▶ [Tarefa curta a]
Reescreva a parte dos registos que vai do seu início até à linha que contém "247L27 247L32 256L178", inclusive, substituindo "ice surface" por "rink surface" e mantendo tudo o resto inalterado.

▶ [Secção do documento]
━━━

Diário de Notícias

Lena, a cidadã

- Ferreira Fernandes

Morreu a Lena, a nossa Lena. Desculpem-me os leitores o tom pessoal desta crónica, mas ela não é tão pessoal assim. Somos a soma de muitos alguns. E entre esses alguns há o meu grupo – falo dos fronteiras perdidas, como o angolano Agualusa batizou. A Lena, que até é cabo-verdiana, é (deixem-me prolongar o tempo presente) a melhor das nossas representa­ntes. Um dia, um dos partidos portuguese­s, o PSR, pai (a Lena diria mãe) do BE, apresentou-a na lista para eleições europeias, cabeça-de-lista. Uma cabeça de carapinha, tudo que ver com eleições para uma ideia moderna, a Europa. De outra vez, o presidente cabo-verdiano Jorge Carlos Fonseca, companheir­o de clandestin­idades, fez dela conselheir­a de Estado.

━━━

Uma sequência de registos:
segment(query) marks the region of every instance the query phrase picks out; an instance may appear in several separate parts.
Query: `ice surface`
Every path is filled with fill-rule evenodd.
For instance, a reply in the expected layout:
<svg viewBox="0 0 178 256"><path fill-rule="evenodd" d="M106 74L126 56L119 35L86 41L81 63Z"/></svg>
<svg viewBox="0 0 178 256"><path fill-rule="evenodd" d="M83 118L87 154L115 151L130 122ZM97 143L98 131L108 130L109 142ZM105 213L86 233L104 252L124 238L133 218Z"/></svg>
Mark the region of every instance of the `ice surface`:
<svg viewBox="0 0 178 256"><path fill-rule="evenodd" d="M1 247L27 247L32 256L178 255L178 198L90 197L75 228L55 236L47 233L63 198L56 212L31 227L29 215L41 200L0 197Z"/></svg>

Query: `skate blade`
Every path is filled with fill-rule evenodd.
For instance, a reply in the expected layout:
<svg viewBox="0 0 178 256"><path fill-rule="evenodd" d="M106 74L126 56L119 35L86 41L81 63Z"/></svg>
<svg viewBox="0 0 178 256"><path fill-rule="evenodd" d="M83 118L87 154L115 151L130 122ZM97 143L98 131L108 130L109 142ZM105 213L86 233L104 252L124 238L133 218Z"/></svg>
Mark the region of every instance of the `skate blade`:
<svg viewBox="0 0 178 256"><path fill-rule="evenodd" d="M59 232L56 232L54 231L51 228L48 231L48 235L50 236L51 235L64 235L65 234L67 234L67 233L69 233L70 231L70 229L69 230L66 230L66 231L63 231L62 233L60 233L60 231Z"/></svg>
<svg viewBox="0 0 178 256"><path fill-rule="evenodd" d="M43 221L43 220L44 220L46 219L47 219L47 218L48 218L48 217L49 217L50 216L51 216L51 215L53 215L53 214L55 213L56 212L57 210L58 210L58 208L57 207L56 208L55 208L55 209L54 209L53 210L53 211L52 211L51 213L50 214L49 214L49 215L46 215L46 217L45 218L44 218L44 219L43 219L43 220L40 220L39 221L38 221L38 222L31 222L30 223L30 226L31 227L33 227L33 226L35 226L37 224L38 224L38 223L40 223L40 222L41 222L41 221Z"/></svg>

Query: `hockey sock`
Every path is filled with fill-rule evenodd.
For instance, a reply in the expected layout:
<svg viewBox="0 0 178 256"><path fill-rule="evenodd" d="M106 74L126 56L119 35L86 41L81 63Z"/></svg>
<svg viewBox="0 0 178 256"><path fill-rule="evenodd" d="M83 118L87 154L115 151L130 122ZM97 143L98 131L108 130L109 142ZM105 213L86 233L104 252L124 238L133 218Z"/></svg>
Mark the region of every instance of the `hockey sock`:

━━━

▶ [Tarefa curta b]
Transcreva fielmente o trecho da crónica sobre a Lena que começa nas palavras "- Ferreira Fernandes" e termina em "conselheir­a de Estado.".

▶ [Resposta a]
segment(query) marks the region of every instance the query phrase picks out; an instance may appear in several separate parts.
Query: `rink surface`
Every path is filled with fill-rule evenodd.
For instance, a reply in the expected layout:
<svg viewBox="0 0 178 256"><path fill-rule="evenodd" d="M106 74L126 56L119 35L86 41L81 63Z"/></svg>
<svg viewBox="0 0 178 256"><path fill-rule="evenodd" d="M83 118L87 154L115 151L130 122ZM97 143L98 131L108 130L109 142ZM105 213L86 233L104 252L124 238L133 218Z"/></svg>
Mark the region of every instance of the `rink surface`:
<svg viewBox="0 0 178 256"><path fill-rule="evenodd" d="M1 247L27 247L32 256L178 255L178 198L90 197L75 228L55 236L47 233L63 198L56 212L31 227L29 215L41 200L0 197Z"/></svg>

▶ [Resposta b]
- Ferreira Fernandes

Morreu a Lena, a nossa Lena. Desculpem-me os leitores o tom pessoal desta crónica, mas ela não é tão pessoal assim. Somos a soma de muitos alguns. E entre esses alguns há o meu grupo – falo dos fronteiras perdidas, como o angolano Agualusa batizou. A Lena, que até é cabo-verdiana, é (deixem-me prolongar o tempo presente) a melhor das nossas representa­ntes. Um dia, um dos partidos portuguese­s, o PSR, pai (a Lena diria mãe) do BE, apresentou-a na lista para eleições europeias, cabeça-de-lista. Uma cabeça de carapinha, tudo que ver com eleições para uma ideia moderna, a Europa. De outra vez, o presidente cabo-verdiano Jorge Carlos Fonseca, companheir­o de clandestin­idades, fez dela conselheir­a de Estado.